╭─ DOCUMENT EXCERPT

CODEWITHSUNDEEP
typescriptoverloading
realh
realh

Reputation: 1131

How to prevent an overloaded function from being called with the wrong argument types

I want to generate typescript definitions for some JS code which is a bit awkward because some classes have static methods with the same name as their parents' static methods but different type signatures. More details here and here.

My attempt at a solution is to use a generic overload like this:

export class Parent {
    ...
    static new(arg1: string): Parent
}

export class Child extends Parent {
    ...
    static new(arg1: number, arg2: number): Child
    static new<T, V>(arg1: T): V
}

This could be abused by calling the generic form with an arbitrary type for T, causing undefined behaviour. Is there a way to prevent that? Typescript insists on all overloads with the same name having the same visibility, so I can't make the generic one private. But if there's no way of restricting calls to one of the signatures with fixed types it seems like we've missed out on one of the best benefits of overloads.

Upvotes: 0

Views: 303

Answers (1)

╰─
╭─ SOURCE DATA

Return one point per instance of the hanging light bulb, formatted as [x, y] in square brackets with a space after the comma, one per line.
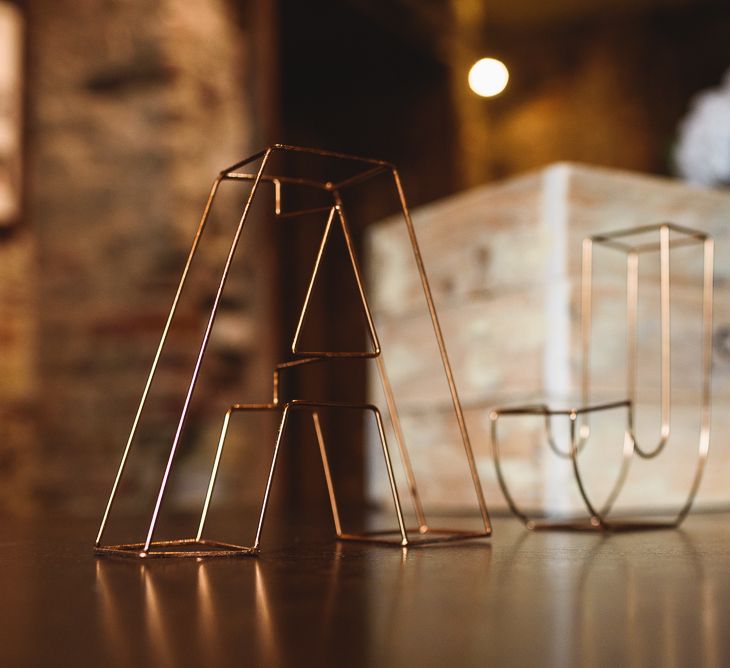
[488, 77]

╰─

(SET OF TASKS):
**1.** List every static method signature declared in the code of the TypeScript overloading question.
**2.** Carry the TypeScript overloading question forward from its last line, not the listing.

(TASK RESULTS):
**1.**
static new(arg1: string): Parent
static new(arg1: number, arg2: number): Child
static new<T, V>(arg1: T): V

**2.**
jcalz
jcalz

Reputation: 328453

No matter what you do with the overload signatures, TypeScript has decided that static methods will inherit from parent classes (as possibly implied by ES2015), so you can't just extend a class and work around this. At least until and unless TS ever changes. For example:

namespace Original {
  declare namespace Classes {
    class Parent {
      static method(arg1: string): Parent;
      parentProp: string;
    }

    class Child extends Parent {
      static method(arg1: number, arg2: number): Child;
      static method<T, V>(arg1: T): V;
      childProp: string;
    }
  }

  const child = new Classes.Child();
  const parent = new Classes.Parent();
  const alsoParent: typeof parent = new Classes.Child();

  const childConstructorMethod = Classes.Child.method;
  const parentConstructorMethod = Classes.Parent.method;

  // the following inheritance should hold
  const alsoParentConstructorMethod: typeof parentConstructorMethod = childConstructorMethod;
  // which leads to this even without generics
  alsoParentConstructorMethod("oopsie-daisy");
}

That is similar to your classes, and you can see that the above will end up letting people call the parent-signature method on the child constructor no matter what you do... because one can assign the child static method to a variable of the type of the parent static method. That's inheritance, and it places a restriction on things that you can't work around with signatures.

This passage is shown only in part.